MATERIAL PROVIDED -
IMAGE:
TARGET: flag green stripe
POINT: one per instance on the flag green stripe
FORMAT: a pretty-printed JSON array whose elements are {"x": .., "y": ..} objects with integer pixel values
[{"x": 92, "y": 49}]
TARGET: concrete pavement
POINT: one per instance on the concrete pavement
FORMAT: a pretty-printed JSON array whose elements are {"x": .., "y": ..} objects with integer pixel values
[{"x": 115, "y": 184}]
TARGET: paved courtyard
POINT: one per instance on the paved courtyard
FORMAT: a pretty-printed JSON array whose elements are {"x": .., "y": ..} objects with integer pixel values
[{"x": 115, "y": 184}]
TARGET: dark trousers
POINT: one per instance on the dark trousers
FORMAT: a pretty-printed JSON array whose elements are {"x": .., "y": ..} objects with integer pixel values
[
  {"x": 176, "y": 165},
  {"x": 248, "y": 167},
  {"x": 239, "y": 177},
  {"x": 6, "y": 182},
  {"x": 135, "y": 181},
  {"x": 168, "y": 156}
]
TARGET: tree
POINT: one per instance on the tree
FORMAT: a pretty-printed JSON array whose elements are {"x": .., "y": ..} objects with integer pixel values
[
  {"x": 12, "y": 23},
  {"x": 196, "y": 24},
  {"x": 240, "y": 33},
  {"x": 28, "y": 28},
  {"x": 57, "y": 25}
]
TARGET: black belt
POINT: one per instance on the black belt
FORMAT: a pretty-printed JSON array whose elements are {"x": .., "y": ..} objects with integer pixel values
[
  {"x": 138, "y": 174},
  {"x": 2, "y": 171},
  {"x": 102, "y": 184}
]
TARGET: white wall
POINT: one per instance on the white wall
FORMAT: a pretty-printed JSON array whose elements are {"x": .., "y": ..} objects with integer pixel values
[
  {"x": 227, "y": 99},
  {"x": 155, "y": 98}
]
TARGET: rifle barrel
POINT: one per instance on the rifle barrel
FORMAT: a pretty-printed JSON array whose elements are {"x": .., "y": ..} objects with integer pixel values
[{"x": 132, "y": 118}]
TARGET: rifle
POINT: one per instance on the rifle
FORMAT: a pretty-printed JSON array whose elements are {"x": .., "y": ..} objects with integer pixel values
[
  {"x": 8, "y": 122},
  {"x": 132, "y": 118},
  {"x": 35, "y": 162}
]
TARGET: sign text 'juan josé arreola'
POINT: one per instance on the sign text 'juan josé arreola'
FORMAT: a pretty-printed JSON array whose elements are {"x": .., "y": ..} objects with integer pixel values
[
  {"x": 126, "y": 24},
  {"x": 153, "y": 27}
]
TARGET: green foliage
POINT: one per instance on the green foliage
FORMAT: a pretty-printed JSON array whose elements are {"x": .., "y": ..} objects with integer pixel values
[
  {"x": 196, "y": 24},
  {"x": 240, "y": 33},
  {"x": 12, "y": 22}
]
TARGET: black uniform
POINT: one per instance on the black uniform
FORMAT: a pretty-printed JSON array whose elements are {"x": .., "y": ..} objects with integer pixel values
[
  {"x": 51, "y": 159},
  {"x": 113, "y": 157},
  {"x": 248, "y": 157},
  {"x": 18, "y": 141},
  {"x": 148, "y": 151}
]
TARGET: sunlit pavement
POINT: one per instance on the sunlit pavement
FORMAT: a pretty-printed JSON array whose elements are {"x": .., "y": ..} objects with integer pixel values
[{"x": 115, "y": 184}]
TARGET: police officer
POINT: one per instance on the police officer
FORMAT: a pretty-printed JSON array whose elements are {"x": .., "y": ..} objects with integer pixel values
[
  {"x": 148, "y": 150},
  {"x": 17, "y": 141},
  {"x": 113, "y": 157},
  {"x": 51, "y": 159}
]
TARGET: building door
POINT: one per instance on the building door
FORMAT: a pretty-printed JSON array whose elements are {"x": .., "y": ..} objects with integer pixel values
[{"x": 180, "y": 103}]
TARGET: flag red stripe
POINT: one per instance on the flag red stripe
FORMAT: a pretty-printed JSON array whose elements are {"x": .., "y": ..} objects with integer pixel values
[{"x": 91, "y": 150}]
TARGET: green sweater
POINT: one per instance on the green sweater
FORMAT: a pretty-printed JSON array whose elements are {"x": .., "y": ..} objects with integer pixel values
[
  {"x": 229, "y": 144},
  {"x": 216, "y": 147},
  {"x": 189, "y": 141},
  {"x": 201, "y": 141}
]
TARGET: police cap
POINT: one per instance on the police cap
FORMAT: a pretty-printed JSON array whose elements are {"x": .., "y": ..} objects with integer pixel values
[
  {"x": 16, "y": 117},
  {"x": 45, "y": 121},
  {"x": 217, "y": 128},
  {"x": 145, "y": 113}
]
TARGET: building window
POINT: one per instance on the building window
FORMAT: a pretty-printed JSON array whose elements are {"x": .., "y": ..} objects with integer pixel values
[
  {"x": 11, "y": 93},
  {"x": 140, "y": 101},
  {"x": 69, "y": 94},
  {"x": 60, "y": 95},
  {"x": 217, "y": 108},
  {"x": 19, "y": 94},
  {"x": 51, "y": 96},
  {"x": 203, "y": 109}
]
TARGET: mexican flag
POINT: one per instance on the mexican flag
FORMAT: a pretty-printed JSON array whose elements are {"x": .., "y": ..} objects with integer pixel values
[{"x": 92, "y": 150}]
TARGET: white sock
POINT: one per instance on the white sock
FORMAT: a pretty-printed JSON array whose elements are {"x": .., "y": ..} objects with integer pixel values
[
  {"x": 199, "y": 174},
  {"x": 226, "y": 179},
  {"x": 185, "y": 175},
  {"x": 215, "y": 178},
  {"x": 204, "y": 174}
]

WHAT TO PRODUCE -
Output should match, line for line, the stretch of the material above from the line holding "POINT: one per instance on the black uniform" through the line holding "TARGET: police officer".

ANSWER BOX -
POINT: one per instance on the black uniform
FORMAT: a pretty-printed JSON array whose elements are {"x": .., "y": ..} objects with integer pixel values
[
  {"x": 51, "y": 159},
  {"x": 113, "y": 157},
  {"x": 248, "y": 157},
  {"x": 18, "y": 141},
  {"x": 148, "y": 151}
]
TARGET: sunlit pavement
POINT: one per instance on the sunlit pavement
FORMAT: a pretty-printed JSON array whose elements are {"x": .., "y": ..} objects with integer pixel values
[{"x": 115, "y": 184}]
TARGET: police officer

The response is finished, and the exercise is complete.